### EXCERPTED TEXT
************

In 1820 the U.S. Army established Fort Atkinson near the present-day town of Fort Calhoun in order to protect the area's burgeoning fur trade industry. In 1822 the Missouri Fur Company built a headquarters and trading post about nine miles north of the mouth of the Platte River on the site of Fontenelle's Post. Calling it Bellevue, these French-Americans established the first town in Nebraska. In 1824 Jean-Pierre Cabanné established Cabanne's Trading Post for John Jacob Astor's American Fur Company near Fort Lisa, at the confluence of Ponca Creek and the Missouri River. It became a well-known post in the region.

==Placenames==
Starting in the 1740s, there were French settlements in Eastern Nebraska along the Missouri River and elsewhere in the present-day state. According to History Nebraska, "[f]or a time their trading centers were Glenrock, Brock, Peru, and Brownville," as well as Julian. The same organization says, "Genuine French settlers came in the late 1850s, and for ten or fifteen years thereafter."

Historical accounts portrayed homes across Nebraska were "the French language was used in the settlers’ homes, while English was spoken elsewhere," as well as an event in 1918, where "the French people of Nemaha County held a picnic and celebration."

The town of Barada was named after Antoine Barada, whose father was the French fur trapper and interpreter Michel Barada. Early French Canadian trappers named the area south of Omaha Belle Vue because of the beauty of the view from the bluffs overlooking the Missouri River. Later, a fur trading post on that spot grew into the city of Bellevue. The town of Du Bois was named for the forest surrounding the area. Fremont was named for John C. Frémont, French-American pioneer and politician. Both Loup County and the Loup River were named after the Skidi Pawnee people, who called themselves the Wolf People. The town of Papillion was named from the French word papillon, which means "butterfly". The Platte County and Platte River were named for the French word for "flat," a translation of the Oto. Sarpy County was named after Peter Abadie Sarpy, a fur trader of French Creole origin, born in New Orleans, Louisiana. Early French maps noted an area called, "L'eau qui Pleure", the water that weeps, which today is the town of Weeping Water.

************

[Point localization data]
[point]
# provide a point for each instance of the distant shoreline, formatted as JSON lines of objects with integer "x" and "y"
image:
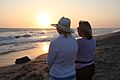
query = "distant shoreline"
{"x": 106, "y": 60}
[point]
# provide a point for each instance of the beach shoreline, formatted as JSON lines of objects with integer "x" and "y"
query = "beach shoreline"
{"x": 106, "y": 60}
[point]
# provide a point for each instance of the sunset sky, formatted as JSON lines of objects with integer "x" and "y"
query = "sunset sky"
{"x": 40, "y": 13}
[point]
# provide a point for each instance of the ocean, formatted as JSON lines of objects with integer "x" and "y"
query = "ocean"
{"x": 19, "y": 42}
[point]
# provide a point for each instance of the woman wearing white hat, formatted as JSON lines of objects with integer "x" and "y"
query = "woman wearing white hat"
{"x": 62, "y": 52}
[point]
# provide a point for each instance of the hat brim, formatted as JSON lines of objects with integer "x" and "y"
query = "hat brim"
{"x": 62, "y": 28}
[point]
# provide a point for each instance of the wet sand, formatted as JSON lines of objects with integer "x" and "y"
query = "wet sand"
{"x": 107, "y": 61}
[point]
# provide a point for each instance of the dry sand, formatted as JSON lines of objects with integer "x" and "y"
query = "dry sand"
{"x": 107, "y": 61}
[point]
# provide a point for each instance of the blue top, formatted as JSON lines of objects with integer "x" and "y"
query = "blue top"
{"x": 61, "y": 56}
{"x": 86, "y": 51}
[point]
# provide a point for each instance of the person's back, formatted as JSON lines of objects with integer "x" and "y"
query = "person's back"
{"x": 66, "y": 51}
{"x": 62, "y": 52}
{"x": 86, "y": 51}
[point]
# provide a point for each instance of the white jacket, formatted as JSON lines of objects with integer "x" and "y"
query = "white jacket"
{"x": 61, "y": 56}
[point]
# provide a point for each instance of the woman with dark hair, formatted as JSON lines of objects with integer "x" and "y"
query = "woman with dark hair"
{"x": 62, "y": 52}
{"x": 86, "y": 48}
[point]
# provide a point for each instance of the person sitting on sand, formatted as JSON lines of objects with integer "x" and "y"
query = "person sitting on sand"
{"x": 86, "y": 48}
{"x": 62, "y": 52}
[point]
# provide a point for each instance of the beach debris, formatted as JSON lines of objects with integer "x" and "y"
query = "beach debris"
{"x": 22, "y": 60}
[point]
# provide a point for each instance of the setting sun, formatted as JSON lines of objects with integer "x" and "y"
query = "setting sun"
{"x": 44, "y": 20}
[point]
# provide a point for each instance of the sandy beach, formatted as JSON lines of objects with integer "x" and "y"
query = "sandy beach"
{"x": 107, "y": 63}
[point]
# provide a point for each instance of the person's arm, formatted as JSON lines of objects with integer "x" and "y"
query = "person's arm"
{"x": 51, "y": 54}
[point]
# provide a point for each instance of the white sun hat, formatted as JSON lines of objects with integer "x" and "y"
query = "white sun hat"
{"x": 64, "y": 25}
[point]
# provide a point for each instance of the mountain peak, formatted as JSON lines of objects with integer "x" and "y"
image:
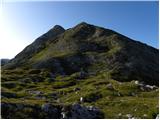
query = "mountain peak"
{"x": 58, "y": 27}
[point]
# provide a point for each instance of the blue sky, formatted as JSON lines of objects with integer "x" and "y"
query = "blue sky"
{"x": 23, "y": 22}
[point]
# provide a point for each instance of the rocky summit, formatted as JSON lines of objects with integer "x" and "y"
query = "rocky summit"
{"x": 81, "y": 72}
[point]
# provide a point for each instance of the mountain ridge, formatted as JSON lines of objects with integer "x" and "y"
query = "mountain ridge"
{"x": 82, "y": 72}
{"x": 119, "y": 51}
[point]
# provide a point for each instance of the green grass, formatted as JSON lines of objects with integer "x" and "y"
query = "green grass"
{"x": 93, "y": 89}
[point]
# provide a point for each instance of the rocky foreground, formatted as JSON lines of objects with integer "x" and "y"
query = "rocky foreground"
{"x": 82, "y": 72}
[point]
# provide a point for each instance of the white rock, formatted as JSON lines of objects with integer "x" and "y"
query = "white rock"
{"x": 129, "y": 116}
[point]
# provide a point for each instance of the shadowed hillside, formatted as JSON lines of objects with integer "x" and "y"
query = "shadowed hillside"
{"x": 82, "y": 72}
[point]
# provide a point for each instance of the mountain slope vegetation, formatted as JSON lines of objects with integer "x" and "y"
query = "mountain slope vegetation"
{"x": 84, "y": 69}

************

### TASK SET
(1) According to the text on French history in Nebraska, which places were French trading centers for a time?
(2) In the text on French history in Nebraska, what does the French word behind the name of the town of Papillion mean?

### OUTPUTS FOR THE TASKS
(1)
Glenrock
Brock
Peru
Brownville
Julian

(2) The word is papillon, which means "butterfly."